Written task -> Update the records below by replacing each "even-odd" with "nonzero" and leaving everything else as it is. Omit the pictures from your answer.

Task inputs ->
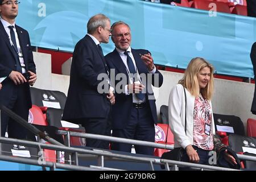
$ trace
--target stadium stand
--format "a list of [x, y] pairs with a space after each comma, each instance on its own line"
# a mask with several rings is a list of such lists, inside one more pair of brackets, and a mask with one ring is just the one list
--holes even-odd
[[245, 127], [240, 117], [235, 115], [213, 113], [215, 131], [224, 137], [230, 134], [245, 136]]
[[247, 120], [247, 135], [256, 137], [256, 119], [249, 118]]
[[[39, 107], [64, 109], [66, 95], [60, 91], [40, 89], [35, 87], [31, 89], [32, 104]], [[44, 110], [46, 108], [43, 109]]]
[[160, 123], [169, 125], [168, 118], [168, 106], [163, 105], [160, 107]]
[[[48, 108], [46, 111], [46, 118], [49, 125], [53, 126], [60, 130], [65, 131], [85, 133], [85, 129], [80, 125], [75, 125], [61, 121], [63, 113], [63, 109]], [[65, 125], [64, 125], [64, 123], [62, 123], [61, 122], [65, 122]], [[70, 141], [68, 141], [68, 142], [71, 146], [85, 146], [86, 144], [85, 139], [80, 137], [71, 136]]]
[[[158, 123], [155, 126], [155, 142], [167, 144], [174, 144], [174, 134], [168, 125]], [[155, 148], [154, 155], [160, 157], [164, 152], [168, 151], [166, 149]]]
[[[211, 1], [194, 0], [191, 5], [191, 7], [209, 11], [213, 8], [212, 6], [210, 5], [210, 4], [212, 3], [213, 2]], [[214, 2], [214, 3], [216, 5], [217, 11], [230, 13], [229, 7], [226, 3], [218, 1]]]
[[236, 5], [232, 10], [231, 13], [239, 15], [247, 16], [247, 7], [240, 5]]

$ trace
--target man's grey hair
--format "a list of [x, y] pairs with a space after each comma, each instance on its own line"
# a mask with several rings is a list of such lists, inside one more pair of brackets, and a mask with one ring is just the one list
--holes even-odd
[[103, 28], [105, 28], [107, 21], [110, 22], [109, 18], [102, 14], [94, 15], [90, 18], [88, 23], [87, 23], [87, 33], [93, 34], [99, 27], [102, 27]]
[[111, 26], [111, 29], [112, 29], [112, 30], [113, 30], [114, 28], [116, 26], [118, 26], [118, 25], [119, 25], [119, 24], [124, 24], [124, 25], [126, 25], [126, 26], [127, 26], [128, 28], [129, 28], [130, 31], [131, 30], [131, 28], [130, 28], [130, 26], [129, 26], [129, 24], [127, 24], [127, 23], [125, 23], [125, 22], [122, 22], [122, 21], [115, 22], [115, 23], [114, 23], [112, 24], [112, 26]]

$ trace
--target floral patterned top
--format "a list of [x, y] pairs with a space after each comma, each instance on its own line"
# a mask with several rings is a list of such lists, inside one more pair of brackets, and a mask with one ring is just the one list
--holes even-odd
[[193, 145], [203, 150], [213, 150], [212, 107], [201, 94], [195, 100], [193, 119]]

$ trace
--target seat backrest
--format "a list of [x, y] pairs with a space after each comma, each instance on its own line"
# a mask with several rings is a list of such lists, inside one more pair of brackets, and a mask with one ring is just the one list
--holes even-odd
[[228, 144], [237, 153], [250, 152], [256, 154], [255, 138], [230, 134]]
[[242, 6], [247, 6], [246, 0], [215, 0], [225, 3], [233, 3], [234, 5], [240, 5]]
[[31, 87], [30, 90], [32, 104], [40, 107], [64, 109], [67, 96], [63, 92], [43, 90], [34, 87]]
[[47, 126], [46, 114], [43, 114], [41, 109], [38, 106], [32, 105], [30, 109], [28, 122], [38, 125]]
[[230, 13], [229, 5], [223, 2], [213, 2], [212, 1], [206, 0], [194, 0], [193, 3], [191, 5], [191, 7], [209, 11], [212, 9], [213, 6], [209, 6], [209, 5], [213, 3], [216, 5], [217, 11]]
[[[256, 154], [251, 154], [249, 152], [244, 152], [243, 155], [251, 156], [253, 157], [256, 157]], [[249, 169], [250, 170], [256, 170], [256, 162], [245, 160], [244, 162], [245, 168]]]
[[[155, 142], [162, 141], [168, 142], [169, 144], [174, 144], [174, 134], [168, 126], [168, 125], [160, 123], [155, 126]], [[166, 137], [167, 137], [167, 140]]]
[[183, 6], [183, 7], [190, 7], [190, 5], [189, 5], [189, 3], [188, 3], [188, 0], [181, 0], [180, 1], [180, 3], [178, 3], [176, 2], [175, 4], [176, 4], [177, 6]]
[[160, 107], [160, 117], [161, 118], [162, 123], [166, 125], [169, 124], [167, 106], [162, 105], [161, 107]]
[[247, 135], [248, 136], [256, 137], [256, 119], [247, 119]]
[[174, 2], [175, 3], [180, 3], [181, 1], [182, 0], [160, 0], [160, 2], [161, 3], [171, 5], [171, 2]]
[[240, 117], [233, 115], [213, 113], [215, 131], [226, 132], [242, 136], [245, 135], [245, 127]]
[[239, 15], [247, 16], [247, 6], [237, 5], [234, 6], [231, 13]]
[[[46, 118], [49, 125], [53, 126], [61, 130], [64, 130], [66, 131], [85, 133], [84, 127], [80, 125], [79, 125], [78, 128], [64, 127], [61, 123], [61, 122], [63, 122], [61, 121], [63, 114], [63, 109], [50, 107], [48, 108], [46, 110]], [[71, 136], [70, 143], [72, 146], [85, 146], [86, 144], [86, 139], [80, 137]]]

Response to this exercise ->
$ trace
--target stadium stand
--format "a list of [x, y] pairs with a space after each comma, each instance on its own line"
# a mask with several rings is a list of such lists, inside one more pair of brackets, and a mask with one ring is just the one list
--holes nonzero
[[245, 127], [240, 117], [235, 115], [213, 113], [215, 131], [224, 137], [230, 134], [245, 136]]
[[247, 120], [247, 135], [256, 137], [256, 119], [249, 118]]
[[[39, 107], [64, 109], [66, 95], [60, 91], [40, 89], [35, 87], [31, 89], [32, 104]], [[44, 110], [46, 108], [43, 109]]]
[[160, 123], [169, 125], [168, 118], [168, 106], [163, 105], [160, 107]]
[[[48, 108], [46, 111], [46, 118], [49, 125], [53, 126], [60, 130], [65, 131], [85, 133], [85, 129], [80, 125], [75, 125], [61, 121], [63, 113], [63, 109]], [[65, 125], [64, 125], [64, 123], [62, 123], [61, 122], [65, 122]], [[70, 141], [68, 141], [68, 142], [71, 146], [85, 146], [86, 144], [85, 139], [80, 137], [71, 136]]]
[[[158, 123], [155, 126], [155, 142], [167, 144], [174, 144], [174, 134], [168, 125]], [[155, 148], [154, 155], [160, 157], [164, 152], [168, 151], [166, 149]]]
[[[211, 1], [194, 0], [191, 5], [191, 7], [209, 11], [213, 8], [212, 6], [210, 5], [210, 4], [212, 3], [213, 2]], [[214, 2], [214, 3], [216, 5], [217, 11], [230, 13], [229, 7], [226, 3], [218, 1]]]
[[236, 5], [232, 10], [231, 13], [239, 15], [247, 16], [247, 7], [240, 5]]

$ trace
--target man's grey hair
--format "a list of [x, y] pairs with a space after each comma, each instance on its own line"
# a mask with several rings is a list of such lists, inside one more pair of brackets, and a mask with one ring is just the one list
--holes nonzero
[[103, 28], [105, 28], [107, 21], [110, 22], [109, 18], [102, 14], [94, 15], [90, 18], [88, 23], [87, 23], [87, 33], [93, 34], [99, 27], [102, 27]]
[[111, 26], [111, 29], [112, 29], [112, 30], [113, 30], [114, 28], [116, 26], [118, 26], [118, 25], [119, 25], [119, 24], [124, 24], [124, 25], [126, 25], [126, 26], [127, 26], [128, 28], [129, 28], [130, 31], [131, 30], [131, 28], [130, 28], [130, 26], [129, 26], [129, 24], [127, 24], [127, 23], [125, 23], [125, 22], [122, 22], [122, 21], [115, 22], [115, 23], [114, 23], [112, 24], [112, 26]]

$ trace
--target floral patterned top
--format "a list of [x, y] pairs with a space after each comma, each instance on its own line"
# a mask with several rings is a list of such lists, inside one more pair of brackets, and a mask with one ring is just the one list
--holes nonzero
[[193, 145], [203, 150], [213, 150], [212, 107], [201, 94], [195, 100], [193, 119]]

$ trace
--target seat backrest
--format "a list of [x, y] pairs with a space after each comma, each instance on its own line"
# a mask with several rings is a list of such lists, inside one more pair of brackets, and a mask with one ring is just the one list
--holes nonzero
[[228, 144], [237, 153], [250, 152], [256, 154], [255, 138], [230, 134]]
[[242, 6], [247, 6], [246, 0], [215, 0], [225, 3], [233, 3], [234, 5], [240, 5]]
[[31, 87], [30, 90], [32, 104], [40, 107], [64, 109], [67, 96], [63, 92], [43, 90], [34, 87]]
[[47, 126], [46, 114], [43, 114], [41, 109], [38, 106], [32, 105], [30, 109], [28, 122], [38, 125]]
[[230, 13], [229, 5], [223, 2], [213, 2], [212, 1], [206, 0], [194, 0], [193, 3], [191, 5], [191, 7], [209, 11], [212, 9], [213, 6], [209, 6], [209, 5], [213, 3], [216, 5], [217, 11]]
[[[256, 154], [251, 154], [249, 152], [244, 152], [243, 155], [251, 156], [253, 157], [256, 157]], [[249, 169], [250, 170], [256, 170], [256, 162], [245, 160], [244, 162], [245, 168]]]
[[[155, 142], [162, 141], [168, 142], [169, 144], [174, 144], [174, 134], [168, 126], [168, 125], [160, 123], [155, 126]], [[166, 137], [167, 137], [167, 140]]]
[[183, 6], [183, 7], [190, 7], [190, 5], [189, 5], [189, 3], [188, 3], [188, 0], [181, 0], [180, 1], [180, 3], [178, 3], [176, 2], [175, 4], [176, 4], [177, 6]]
[[160, 107], [160, 117], [161, 118], [162, 123], [166, 125], [169, 124], [167, 106], [162, 105], [161, 107]]
[[247, 135], [248, 136], [256, 137], [256, 119], [247, 119]]
[[174, 2], [175, 3], [180, 3], [181, 1], [182, 0], [160, 0], [160, 2], [161, 3], [171, 5], [171, 2]]
[[240, 117], [233, 115], [213, 113], [215, 131], [226, 132], [242, 136], [245, 135], [245, 127]]
[[239, 15], [247, 16], [247, 6], [237, 5], [234, 6], [231, 13]]
[[[46, 118], [49, 125], [53, 126], [61, 130], [64, 130], [66, 131], [85, 133], [84, 127], [80, 125], [79, 125], [78, 128], [64, 127], [61, 123], [61, 122], [63, 122], [61, 121], [63, 114], [63, 109], [50, 107], [48, 108], [46, 110]], [[71, 136], [70, 143], [72, 146], [85, 146], [86, 144], [86, 139], [80, 137]]]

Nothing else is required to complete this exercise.